■ What you are asked to do: Write out the entire listing below exactly as it appears, minus any pictures.

■ Records for this exercise:
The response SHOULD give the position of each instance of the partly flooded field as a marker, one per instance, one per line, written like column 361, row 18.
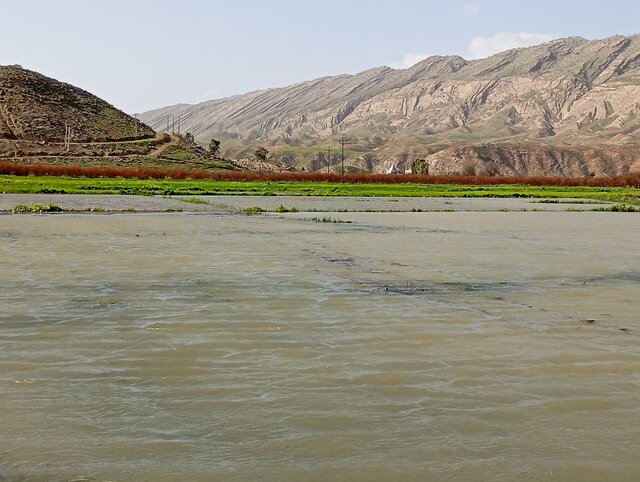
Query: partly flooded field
column 360, row 346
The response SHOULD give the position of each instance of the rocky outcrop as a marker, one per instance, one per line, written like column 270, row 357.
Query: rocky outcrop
column 37, row 108
column 573, row 104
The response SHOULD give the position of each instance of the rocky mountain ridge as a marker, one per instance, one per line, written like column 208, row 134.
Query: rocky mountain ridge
column 572, row 104
column 37, row 108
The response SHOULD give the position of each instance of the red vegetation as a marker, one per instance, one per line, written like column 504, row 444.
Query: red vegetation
column 16, row 169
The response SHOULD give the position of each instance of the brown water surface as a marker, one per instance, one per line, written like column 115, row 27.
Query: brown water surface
column 399, row 346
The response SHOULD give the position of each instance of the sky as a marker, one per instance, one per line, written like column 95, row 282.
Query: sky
column 144, row 54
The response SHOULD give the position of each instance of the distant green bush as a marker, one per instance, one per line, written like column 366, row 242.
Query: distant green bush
column 36, row 208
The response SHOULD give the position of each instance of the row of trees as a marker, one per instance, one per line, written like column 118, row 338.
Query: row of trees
column 214, row 148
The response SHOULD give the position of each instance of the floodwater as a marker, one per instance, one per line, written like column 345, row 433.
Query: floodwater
column 491, row 346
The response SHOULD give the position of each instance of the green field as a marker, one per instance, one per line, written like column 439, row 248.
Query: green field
column 69, row 185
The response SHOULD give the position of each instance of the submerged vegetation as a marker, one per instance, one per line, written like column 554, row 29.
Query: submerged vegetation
column 21, row 178
column 36, row 208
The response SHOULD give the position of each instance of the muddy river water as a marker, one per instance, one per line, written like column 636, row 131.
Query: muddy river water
column 492, row 346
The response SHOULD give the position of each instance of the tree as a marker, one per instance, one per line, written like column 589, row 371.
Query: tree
column 214, row 147
column 261, row 154
column 420, row 166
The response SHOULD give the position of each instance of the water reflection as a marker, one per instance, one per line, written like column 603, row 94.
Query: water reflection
column 416, row 346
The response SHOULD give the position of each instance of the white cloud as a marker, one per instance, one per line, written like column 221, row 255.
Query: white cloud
column 481, row 47
column 409, row 60
column 471, row 9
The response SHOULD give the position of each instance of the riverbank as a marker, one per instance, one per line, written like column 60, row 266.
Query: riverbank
column 186, row 187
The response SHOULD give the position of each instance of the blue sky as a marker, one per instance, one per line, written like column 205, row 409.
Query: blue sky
column 143, row 54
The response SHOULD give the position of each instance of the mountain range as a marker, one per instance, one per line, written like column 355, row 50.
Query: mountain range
column 567, row 107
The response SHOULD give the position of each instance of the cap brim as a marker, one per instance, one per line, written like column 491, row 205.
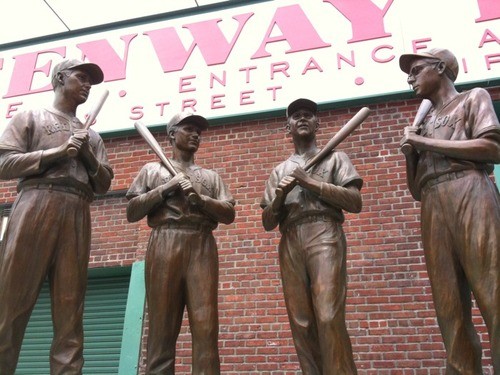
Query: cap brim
column 406, row 60
column 199, row 121
column 301, row 103
column 93, row 70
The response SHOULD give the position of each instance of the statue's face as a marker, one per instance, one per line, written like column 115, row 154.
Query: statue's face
column 187, row 137
column 76, row 85
column 423, row 77
column 302, row 123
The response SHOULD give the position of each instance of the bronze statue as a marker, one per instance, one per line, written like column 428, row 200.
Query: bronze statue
column 181, row 259
column 48, row 234
column 312, row 250
column 448, row 167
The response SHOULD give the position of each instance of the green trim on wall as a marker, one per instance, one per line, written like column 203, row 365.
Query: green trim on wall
column 132, row 327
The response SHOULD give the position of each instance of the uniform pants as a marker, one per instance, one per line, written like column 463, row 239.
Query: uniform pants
column 48, row 235
column 461, row 232
column 182, row 270
column 313, row 270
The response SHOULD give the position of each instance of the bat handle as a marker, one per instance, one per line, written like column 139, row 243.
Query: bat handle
column 194, row 198
column 407, row 149
column 72, row 152
column 279, row 193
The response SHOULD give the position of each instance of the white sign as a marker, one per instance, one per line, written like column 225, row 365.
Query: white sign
column 257, row 58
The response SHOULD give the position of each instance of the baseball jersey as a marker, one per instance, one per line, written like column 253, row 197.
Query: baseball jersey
column 176, row 208
column 31, row 132
column 336, row 169
column 469, row 115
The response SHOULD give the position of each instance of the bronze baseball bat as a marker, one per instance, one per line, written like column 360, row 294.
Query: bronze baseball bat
column 155, row 146
column 342, row 134
column 90, row 119
column 422, row 112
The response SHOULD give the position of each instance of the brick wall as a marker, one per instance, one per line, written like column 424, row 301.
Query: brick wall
column 390, row 314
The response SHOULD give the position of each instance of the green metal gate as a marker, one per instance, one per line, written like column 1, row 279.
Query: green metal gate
column 104, row 316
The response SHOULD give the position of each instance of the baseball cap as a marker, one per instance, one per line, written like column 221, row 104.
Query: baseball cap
column 440, row 54
column 187, row 116
column 93, row 70
column 301, row 103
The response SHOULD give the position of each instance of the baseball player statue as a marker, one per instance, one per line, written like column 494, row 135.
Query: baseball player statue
column 312, row 250
column 448, row 167
column 48, row 233
column 181, row 260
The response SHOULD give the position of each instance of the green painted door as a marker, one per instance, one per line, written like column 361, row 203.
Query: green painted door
column 104, row 317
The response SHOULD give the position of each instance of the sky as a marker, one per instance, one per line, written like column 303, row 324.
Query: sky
column 26, row 19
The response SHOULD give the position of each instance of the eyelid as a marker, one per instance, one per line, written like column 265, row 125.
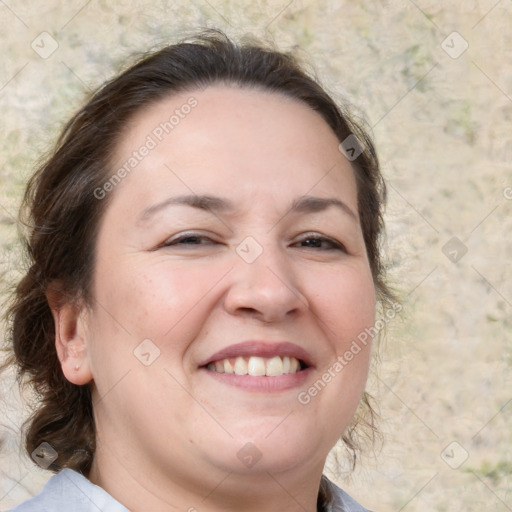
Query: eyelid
column 172, row 240
column 319, row 236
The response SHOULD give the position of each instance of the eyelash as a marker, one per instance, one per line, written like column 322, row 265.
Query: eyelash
column 334, row 246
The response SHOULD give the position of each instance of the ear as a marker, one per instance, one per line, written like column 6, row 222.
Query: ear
column 69, row 317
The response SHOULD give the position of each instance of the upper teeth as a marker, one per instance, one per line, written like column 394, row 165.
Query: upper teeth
column 256, row 366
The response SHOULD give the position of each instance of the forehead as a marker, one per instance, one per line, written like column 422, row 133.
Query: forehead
column 240, row 142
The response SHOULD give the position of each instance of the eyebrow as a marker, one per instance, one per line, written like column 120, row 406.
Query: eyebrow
column 214, row 204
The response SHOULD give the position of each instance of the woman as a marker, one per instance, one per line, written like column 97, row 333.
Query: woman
column 204, row 254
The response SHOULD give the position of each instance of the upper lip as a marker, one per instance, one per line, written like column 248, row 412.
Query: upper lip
column 262, row 349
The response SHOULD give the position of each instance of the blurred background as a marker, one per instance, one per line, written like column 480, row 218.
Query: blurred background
column 433, row 80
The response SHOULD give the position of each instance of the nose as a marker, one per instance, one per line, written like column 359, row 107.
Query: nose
column 266, row 289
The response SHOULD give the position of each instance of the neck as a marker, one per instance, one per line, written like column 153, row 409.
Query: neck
column 205, row 491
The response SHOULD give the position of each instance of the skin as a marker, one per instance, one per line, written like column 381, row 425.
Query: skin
column 168, row 433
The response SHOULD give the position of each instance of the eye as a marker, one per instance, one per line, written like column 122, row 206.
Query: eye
column 188, row 239
column 323, row 243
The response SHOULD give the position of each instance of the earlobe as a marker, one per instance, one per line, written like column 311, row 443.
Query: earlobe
column 70, row 338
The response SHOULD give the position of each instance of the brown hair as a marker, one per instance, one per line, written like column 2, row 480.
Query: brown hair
column 63, row 215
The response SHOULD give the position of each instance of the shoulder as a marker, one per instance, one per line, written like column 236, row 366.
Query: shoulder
column 73, row 490
column 342, row 502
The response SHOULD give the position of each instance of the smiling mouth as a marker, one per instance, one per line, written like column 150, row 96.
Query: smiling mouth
column 258, row 366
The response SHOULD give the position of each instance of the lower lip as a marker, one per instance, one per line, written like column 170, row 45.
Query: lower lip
column 262, row 383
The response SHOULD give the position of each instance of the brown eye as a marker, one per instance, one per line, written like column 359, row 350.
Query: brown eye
column 322, row 243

■ Result:
The response SHOULD give the position of each instance of the partly flooded field as a marker, one per instance, one per line, written like column 361, row 18.
Query: partly flooded field
column 360, row 346
The response SHOULD give the position of each instance of the rocky outcrop as a marker, one per instance, one per line, written like column 270, row 357.
Query: rocky outcrop
column 37, row 108
column 573, row 104
The response SHOULD give the position of each instance of the rocky mountain ridge as a marker, one per instance, one per line, written like column 208, row 134.
Query: rocky mountain ridge
column 572, row 104
column 37, row 108
The response SHOULD give the position of each instance of the red vegetation as a marker, one per instance, one per line, written like column 504, row 444.
Query: red vegetation
column 16, row 169
The response SHOULD give the position of each instance of the brown water surface as a marker, one per instance, one per line, written like column 115, row 27.
Query: brown water surface
column 399, row 346
The response SHOULD give the position of each instance of the sky as a marker, one per instance, one per line, written like column 95, row 282.
Query: sky
column 144, row 54
The response SHOULD give the position of each instance of the distant green bush as a marker, one per instance, one per line, written like column 366, row 242.
Query: distant green bush
column 36, row 208
The response SHOULD give the position of each instance of the row of trees as a marker, one per instance, one per line, written like column 118, row 338.
Query: row of trees
column 214, row 148
The response SHOULD give the position of each instance of the floodwater as a marker, one per instance, one per line, written like column 345, row 433.
Query: floodwater
column 491, row 346
The response SHOULD give the position of each instance of the green field as a marker, one per instance, one per line, written like column 439, row 248.
Query: green field
column 69, row 185
The response SHOULD give the position of each instance of the submerged vegetation as a marker, one per instance, one per line, written like column 554, row 29.
Query: submerged vegetation
column 21, row 178
column 36, row 208
The response SHOULD give the position of each instance of the muddy river water as a marker, one per instance, one per line, written like column 636, row 131.
Query: muddy river water
column 492, row 346
The response SHOULD give the position of each instance of the tree as a marker, one per instance, one per line, written like column 589, row 371.
Query: tree
column 214, row 147
column 261, row 154
column 420, row 166
The response SHOULD give the position of each instance of the water reflection as a marker, one per instance, one per line, written like column 603, row 94.
Query: water reflection
column 416, row 346
The response SHOULD give the position of each instance of the white cloud as a marker, one per instance, one per line, written like column 221, row 255.
Query: white cloud
column 481, row 47
column 409, row 60
column 471, row 9
The response SHOULD give the position of each instance of the riverbank as a marker, one per instance, one per line, written like column 60, row 266.
Query: riverbank
column 186, row 187
The response SHOULD give the position of each instance of the blue sky as a marker, one per instance, one per line, written like column 205, row 409.
Query: blue sky
column 143, row 54
The response SHOULD give the position of each instance of the mountain range as a marker, one per instance, one per line, written like column 355, row 50.
Query: mountain range
column 567, row 107
The response SHOULD give the position of each instance of the cap brim as a marker, one per instance, one per line, written like column 491, row 205.
Query: cap brim
column 406, row 60
column 199, row 121
column 301, row 103
column 93, row 70
The response SHOULD give the position of each instance of the statue's face as a marker, one per instance, one per line, written like column 115, row 154.
Query: statue's face
column 187, row 137
column 76, row 85
column 423, row 77
column 302, row 123
The response SHOULD give the position of each instance of the bronze statue as a marker, one per instance, one per line, written like column 428, row 200.
Query: bronze statue
column 181, row 259
column 48, row 234
column 312, row 250
column 448, row 167
The response SHOULD give the position of each instance of the green trim on wall as a marker, one per instance, one per line, written like column 203, row 365.
Query: green trim on wall
column 132, row 327
The response SHOULD give the position of each instance of the uniform pants as a marker, one per instance, one per line, written like column 463, row 239.
Query: uniform pants
column 48, row 235
column 461, row 232
column 182, row 270
column 313, row 270
The response SHOULD give the position of each instance of the bat handle as a marker, one per instance, one per line, written like column 139, row 243.
Query: bat handle
column 194, row 198
column 407, row 149
column 72, row 152
column 279, row 193
The response SHOULD give the position of each instance of the white sign as a marker, one per instance, one per line, written like column 225, row 365.
Query: white sign
column 257, row 58
The response SHOULD give the position of each instance of the baseball jersey as a marker, one per instance, one per line, written like column 253, row 197.
Query: baseball jersey
column 176, row 208
column 31, row 132
column 336, row 169
column 469, row 115
The response SHOULD give the position of each instance of the bronze baseball bat as a marker, one per instance, one per line, written like column 360, row 294.
Query: bronze baseball bat
column 155, row 146
column 342, row 134
column 90, row 119
column 422, row 112
The response SHOULD give the position of each instance of the brick wall as a marker, one per instance, one per line, written like column 424, row 301.
Query: brick wall
column 390, row 314
The response SHOULD give the position of each instance of the green metal gate as a marker, one per instance, one per line, written like column 1, row 279.
Query: green metal gate
column 104, row 316
The response SHOULD give the position of each instance of the baseball cap as a marker, one per instance, one per line, written like column 221, row 104.
Query: baseball cap
column 440, row 54
column 187, row 116
column 93, row 70
column 301, row 103
The response SHOULD give the position of each instance of the baseball player statue as a marker, one per instance, one per line, written like column 494, row 135.
Query: baseball player statue
column 312, row 250
column 448, row 167
column 48, row 233
column 181, row 260
The response SHOULD give the position of each instance of the green painted door as a marker, one per instance, one per line, written like column 361, row 203.
Query: green painted door
column 104, row 317
The response SHOULD give the position of each instance of the sky as a marker, one per instance, one per line, written like column 303, row 324.
Query: sky
column 26, row 19
The response SHOULD give the position of each instance of the eyelid as a marker, one per instance, one per line, written like column 265, row 125.
Query: eyelid
column 172, row 240
column 319, row 236
The response SHOULD give the position of each instance of the eyelash as a marker, one per instance, one per line, written like column 322, row 265.
Query: eyelash
column 334, row 246
The response SHOULD give the position of each instance of the ear as a marker, one per instance, one per line, written like column 6, row 222.
Query: ear
column 69, row 317
The response SHOULD give the position of each instance of the upper teeth as a marker, one per instance, one per line, written like column 394, row 165.
Query: upper teeth
column 256, row 366
The response SHOULD give the position of each instance of the forehead as a marker, one per instance, one per line, written like column 422, row 133.
Query: forehead
column 240, row 142
The response SHOULD give the position of each instance of the eyebrow as a marker, one per instance, one per line, written like column 120, row 406.
Query: eyebrow
column 214, row 204
The response SHOULD give the position of each instance of the woman as a marker, one per instance, one per line, written like column 97, row 333.
Query: woman
column 204, row 254
The response SHOULD give the position of each instance of the upper lip as a marker, one per instance, one per line, written like column 248, row 412.
Query: upper lip
column 262, row 349
The response SHOULD give the position of each instance of the blurred background as a marker, one per instance, one per line, written like column 480, row 218.
Query: blurred background
column 433, row 80
The response SHOULD give the position of each instance of the nose as a marker, one per instance, one per line, written like column 359, row 107.
Query: nose
column 266, row 289
The response SHOULD give the position of each instance of the neck as a marker, one per instance, one per line, written like column 153, row 409.
Query: neck
column 205, row 491
The response SHOULD give the position of each instance of the skin as a marker, one per instance, one per line, written like column 381, row 425.
Query: skin
column 168, row 433
The response SHOULD give the position of each instance of the eye as a marker, one per instance, one per line, written like column 122, row 206.
Query: eye
column 188, row 239
column 323, row 243
The response SHOULD give the position of each instance of the earlobe as a marker, one per instance, one per line, written like column 311, row 443.
Query: earlobe
column 70, row 338
The response SHOULD give the position of each instance of the brown hair as a marker, one per instance, one per line, written like column 2, row 480.
Query: brown hair
column 63, row 215
The response SHOULD give the position of each instance of the shoulder as a marker, one per instance, one per line, written like column 236, row 366.
Query: shoulder
column 73, row 490
column 342, row 502
The response SHOULD give the position of each instance of the smiling mouth as a marker, one per instance, one per line, written like column 150, row 96.
Query: smiling mouth
column 258, row 366
The response SHOULD give the position of each instance of the lower lip as a marker, one per instance, one per line, written like column 170, row 45.
Query: lower lip
column 262, row 383
The response SHOULD give the position of each instance of the brown eye as a marker, one per instance, one per line, written like column 359, row 350.
Query: brown eye
column 322, row 243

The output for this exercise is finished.